■ What you need to do: Please pick out and copy each line of the listing below that contains the word "cloud".

### Exercise material ###

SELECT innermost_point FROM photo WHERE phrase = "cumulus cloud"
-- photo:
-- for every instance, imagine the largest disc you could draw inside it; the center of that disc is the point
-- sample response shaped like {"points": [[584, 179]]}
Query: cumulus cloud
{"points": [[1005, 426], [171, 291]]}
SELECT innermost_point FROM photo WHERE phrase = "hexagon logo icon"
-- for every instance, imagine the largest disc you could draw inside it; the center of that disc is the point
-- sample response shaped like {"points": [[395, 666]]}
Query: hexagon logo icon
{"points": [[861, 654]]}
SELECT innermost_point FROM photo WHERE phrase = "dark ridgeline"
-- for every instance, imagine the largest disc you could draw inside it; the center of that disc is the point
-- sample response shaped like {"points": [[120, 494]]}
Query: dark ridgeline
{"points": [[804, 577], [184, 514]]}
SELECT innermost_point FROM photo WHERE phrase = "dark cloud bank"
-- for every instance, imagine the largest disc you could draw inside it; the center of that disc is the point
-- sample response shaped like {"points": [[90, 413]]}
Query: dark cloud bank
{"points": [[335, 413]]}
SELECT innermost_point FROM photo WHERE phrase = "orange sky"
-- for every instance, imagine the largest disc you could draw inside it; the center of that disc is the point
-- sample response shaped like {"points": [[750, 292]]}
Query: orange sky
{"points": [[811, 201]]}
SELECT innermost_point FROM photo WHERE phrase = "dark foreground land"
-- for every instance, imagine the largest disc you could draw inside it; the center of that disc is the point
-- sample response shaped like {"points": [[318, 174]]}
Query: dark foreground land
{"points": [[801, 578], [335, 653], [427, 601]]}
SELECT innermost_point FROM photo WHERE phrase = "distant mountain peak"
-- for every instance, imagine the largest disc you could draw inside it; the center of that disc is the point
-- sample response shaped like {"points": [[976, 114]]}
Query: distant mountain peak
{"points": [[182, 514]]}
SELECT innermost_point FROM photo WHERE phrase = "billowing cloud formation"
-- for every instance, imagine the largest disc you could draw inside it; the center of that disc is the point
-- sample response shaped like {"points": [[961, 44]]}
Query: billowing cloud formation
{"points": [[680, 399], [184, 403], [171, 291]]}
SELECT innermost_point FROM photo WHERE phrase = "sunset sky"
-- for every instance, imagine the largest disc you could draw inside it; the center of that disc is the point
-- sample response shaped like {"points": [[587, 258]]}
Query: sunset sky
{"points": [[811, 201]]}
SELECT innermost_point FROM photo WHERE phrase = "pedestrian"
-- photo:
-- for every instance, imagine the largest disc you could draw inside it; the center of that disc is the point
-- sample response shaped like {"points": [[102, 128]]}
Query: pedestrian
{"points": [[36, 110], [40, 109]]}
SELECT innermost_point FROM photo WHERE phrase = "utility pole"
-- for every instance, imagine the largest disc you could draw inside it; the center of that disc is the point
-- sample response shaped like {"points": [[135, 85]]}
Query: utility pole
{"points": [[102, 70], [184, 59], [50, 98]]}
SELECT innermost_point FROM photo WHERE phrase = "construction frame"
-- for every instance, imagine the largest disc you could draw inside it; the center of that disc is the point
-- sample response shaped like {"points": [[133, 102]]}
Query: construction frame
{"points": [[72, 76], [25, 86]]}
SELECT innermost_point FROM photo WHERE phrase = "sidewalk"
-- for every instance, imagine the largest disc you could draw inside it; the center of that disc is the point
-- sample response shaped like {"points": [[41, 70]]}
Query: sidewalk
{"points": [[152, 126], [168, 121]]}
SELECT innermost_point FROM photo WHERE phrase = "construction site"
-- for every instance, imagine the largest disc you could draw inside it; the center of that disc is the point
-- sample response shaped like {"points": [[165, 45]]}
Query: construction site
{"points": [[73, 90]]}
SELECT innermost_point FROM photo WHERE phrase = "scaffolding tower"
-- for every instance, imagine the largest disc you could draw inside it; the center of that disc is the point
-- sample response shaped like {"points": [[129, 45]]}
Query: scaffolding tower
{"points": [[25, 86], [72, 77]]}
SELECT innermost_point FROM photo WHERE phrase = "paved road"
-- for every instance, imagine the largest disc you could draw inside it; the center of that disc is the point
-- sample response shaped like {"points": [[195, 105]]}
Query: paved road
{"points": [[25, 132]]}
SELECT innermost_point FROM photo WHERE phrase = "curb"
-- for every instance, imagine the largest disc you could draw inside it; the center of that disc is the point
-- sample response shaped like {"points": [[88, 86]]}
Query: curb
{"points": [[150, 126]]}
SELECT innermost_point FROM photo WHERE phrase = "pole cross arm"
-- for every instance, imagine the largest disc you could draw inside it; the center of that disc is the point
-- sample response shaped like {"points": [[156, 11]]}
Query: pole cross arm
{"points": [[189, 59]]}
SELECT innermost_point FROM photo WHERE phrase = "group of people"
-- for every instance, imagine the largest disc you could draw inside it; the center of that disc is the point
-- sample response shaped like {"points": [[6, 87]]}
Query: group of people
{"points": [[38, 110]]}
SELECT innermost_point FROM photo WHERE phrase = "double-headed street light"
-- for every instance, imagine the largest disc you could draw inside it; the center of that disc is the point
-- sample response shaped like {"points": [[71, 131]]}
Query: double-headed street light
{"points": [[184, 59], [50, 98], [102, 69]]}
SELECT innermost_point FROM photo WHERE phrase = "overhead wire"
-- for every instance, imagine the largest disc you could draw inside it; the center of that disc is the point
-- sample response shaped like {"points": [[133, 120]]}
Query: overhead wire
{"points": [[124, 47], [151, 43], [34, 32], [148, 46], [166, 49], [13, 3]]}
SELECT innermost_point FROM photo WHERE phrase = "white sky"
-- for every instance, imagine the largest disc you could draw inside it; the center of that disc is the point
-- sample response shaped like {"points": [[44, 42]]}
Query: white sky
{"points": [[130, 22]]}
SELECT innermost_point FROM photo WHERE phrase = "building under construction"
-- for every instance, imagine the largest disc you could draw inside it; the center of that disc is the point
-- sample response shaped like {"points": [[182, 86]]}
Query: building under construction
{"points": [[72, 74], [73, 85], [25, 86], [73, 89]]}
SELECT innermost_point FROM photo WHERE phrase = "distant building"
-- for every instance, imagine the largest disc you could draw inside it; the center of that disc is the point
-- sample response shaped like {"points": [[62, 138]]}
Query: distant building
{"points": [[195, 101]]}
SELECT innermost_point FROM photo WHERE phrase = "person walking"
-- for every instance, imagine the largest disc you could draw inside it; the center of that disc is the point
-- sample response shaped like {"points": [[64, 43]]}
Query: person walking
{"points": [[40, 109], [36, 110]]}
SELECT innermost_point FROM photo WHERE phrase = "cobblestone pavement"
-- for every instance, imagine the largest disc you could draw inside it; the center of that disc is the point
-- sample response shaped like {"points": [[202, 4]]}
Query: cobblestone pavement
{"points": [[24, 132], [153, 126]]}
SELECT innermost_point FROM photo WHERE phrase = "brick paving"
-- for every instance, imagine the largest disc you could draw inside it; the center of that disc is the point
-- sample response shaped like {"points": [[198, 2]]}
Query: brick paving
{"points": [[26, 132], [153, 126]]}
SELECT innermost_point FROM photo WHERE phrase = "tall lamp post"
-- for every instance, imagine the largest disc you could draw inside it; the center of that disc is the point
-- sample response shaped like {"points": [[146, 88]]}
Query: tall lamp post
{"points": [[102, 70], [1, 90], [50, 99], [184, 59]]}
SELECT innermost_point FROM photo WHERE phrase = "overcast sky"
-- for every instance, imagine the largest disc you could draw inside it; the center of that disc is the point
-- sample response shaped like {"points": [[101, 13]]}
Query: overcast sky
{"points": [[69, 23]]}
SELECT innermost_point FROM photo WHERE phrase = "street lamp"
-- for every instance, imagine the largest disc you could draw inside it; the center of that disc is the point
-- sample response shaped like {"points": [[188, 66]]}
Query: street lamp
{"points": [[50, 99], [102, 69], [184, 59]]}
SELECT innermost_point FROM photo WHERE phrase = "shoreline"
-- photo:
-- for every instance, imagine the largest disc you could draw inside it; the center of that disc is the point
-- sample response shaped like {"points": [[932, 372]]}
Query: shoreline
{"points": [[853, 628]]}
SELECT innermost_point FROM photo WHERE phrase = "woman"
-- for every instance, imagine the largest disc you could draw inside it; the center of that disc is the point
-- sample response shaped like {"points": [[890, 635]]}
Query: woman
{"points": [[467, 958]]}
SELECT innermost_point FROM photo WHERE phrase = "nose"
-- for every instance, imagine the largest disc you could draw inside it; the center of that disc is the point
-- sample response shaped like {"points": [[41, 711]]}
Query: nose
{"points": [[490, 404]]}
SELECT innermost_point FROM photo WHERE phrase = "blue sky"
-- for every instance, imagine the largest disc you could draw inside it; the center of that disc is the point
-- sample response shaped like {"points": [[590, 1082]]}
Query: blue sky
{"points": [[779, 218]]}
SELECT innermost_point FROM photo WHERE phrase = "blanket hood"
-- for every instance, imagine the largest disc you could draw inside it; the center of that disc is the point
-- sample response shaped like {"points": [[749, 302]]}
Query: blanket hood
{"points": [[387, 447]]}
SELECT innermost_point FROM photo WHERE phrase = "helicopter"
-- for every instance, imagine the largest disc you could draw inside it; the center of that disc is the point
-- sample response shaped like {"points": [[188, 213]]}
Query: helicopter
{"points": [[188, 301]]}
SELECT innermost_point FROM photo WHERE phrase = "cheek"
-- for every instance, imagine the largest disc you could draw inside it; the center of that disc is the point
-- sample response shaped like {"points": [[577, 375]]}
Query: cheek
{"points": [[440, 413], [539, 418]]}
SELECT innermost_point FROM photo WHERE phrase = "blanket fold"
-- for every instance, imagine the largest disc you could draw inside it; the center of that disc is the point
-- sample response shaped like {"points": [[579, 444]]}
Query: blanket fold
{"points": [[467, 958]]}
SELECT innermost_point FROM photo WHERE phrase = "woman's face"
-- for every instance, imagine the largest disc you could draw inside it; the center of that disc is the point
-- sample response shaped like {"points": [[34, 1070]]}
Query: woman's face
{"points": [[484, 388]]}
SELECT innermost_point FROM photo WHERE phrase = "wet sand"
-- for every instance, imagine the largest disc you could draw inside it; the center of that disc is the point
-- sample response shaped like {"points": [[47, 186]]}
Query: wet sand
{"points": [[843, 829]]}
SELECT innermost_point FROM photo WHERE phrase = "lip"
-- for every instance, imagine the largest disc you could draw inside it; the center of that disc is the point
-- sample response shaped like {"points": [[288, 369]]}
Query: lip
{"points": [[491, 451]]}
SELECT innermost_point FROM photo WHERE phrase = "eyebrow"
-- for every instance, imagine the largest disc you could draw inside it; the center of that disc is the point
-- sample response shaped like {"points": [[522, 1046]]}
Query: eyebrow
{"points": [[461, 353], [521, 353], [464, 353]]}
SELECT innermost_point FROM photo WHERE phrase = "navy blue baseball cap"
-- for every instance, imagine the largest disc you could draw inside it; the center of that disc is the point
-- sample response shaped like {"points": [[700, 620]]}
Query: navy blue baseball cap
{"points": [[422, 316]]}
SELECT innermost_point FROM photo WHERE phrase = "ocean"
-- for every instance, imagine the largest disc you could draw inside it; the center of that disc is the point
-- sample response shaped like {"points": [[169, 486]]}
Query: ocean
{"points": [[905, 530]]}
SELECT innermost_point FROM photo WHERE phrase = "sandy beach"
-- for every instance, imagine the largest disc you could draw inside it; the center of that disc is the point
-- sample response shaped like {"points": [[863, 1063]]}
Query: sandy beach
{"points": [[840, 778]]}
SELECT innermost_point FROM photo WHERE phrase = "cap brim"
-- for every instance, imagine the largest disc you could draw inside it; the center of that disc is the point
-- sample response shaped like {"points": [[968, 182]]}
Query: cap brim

###

■ Solution to this problem:
SELECT innermost_point FROM photo WHERE phrase = "cumulus cloud"
Query: cumulus cloud
SELECT innermost_point FROM photo WHERE phrase = "dark cloud bank"
Query: dark cloud bank
SELECT innermost_point FROM photo WHERE phrase = "billowing cloud formation"
Query: billowing cloud formation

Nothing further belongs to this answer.